** The task **
Identify each line of the listing below that contains the string "dark", and copy those lines. Matches must have the same letter case.

** Input records **
============================================================
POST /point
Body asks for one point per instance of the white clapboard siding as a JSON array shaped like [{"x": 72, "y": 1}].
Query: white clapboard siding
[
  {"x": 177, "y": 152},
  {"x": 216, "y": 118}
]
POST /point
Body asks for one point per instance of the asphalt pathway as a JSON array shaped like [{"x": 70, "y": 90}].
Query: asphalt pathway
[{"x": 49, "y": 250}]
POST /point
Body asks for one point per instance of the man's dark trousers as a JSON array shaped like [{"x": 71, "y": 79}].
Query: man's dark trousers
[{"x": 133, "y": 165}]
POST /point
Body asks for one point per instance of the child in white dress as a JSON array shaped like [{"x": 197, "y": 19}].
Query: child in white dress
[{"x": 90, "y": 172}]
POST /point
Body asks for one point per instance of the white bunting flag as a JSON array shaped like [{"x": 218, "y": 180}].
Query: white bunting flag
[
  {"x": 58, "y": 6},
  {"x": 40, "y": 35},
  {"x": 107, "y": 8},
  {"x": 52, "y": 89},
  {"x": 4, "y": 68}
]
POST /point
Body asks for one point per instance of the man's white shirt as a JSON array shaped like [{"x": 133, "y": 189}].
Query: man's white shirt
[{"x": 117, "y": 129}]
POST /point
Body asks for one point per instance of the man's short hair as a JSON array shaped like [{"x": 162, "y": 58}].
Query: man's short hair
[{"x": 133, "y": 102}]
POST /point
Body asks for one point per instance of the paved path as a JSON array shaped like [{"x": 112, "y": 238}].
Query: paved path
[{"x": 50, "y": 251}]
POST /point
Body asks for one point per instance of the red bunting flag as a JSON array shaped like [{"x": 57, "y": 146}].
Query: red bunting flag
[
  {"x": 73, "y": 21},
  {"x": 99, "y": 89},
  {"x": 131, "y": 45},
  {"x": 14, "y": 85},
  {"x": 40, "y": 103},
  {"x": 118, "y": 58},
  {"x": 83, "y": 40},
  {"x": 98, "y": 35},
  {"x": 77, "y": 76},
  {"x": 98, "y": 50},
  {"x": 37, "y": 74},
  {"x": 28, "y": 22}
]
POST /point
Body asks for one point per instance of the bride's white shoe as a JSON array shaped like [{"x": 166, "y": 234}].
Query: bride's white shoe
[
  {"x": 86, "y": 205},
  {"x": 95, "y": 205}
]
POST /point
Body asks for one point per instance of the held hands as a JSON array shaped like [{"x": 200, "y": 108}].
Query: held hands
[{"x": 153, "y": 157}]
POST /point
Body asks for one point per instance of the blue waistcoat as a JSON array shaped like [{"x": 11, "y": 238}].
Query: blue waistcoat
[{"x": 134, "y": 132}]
============================================================
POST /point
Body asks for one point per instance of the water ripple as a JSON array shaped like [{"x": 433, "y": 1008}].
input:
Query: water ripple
============================================================
** Result below **
Body asks for one point per instance of the man's dark trousers as a JSON array shaped like [{"x": 71, "y": 79}].
Query: man's dark trousers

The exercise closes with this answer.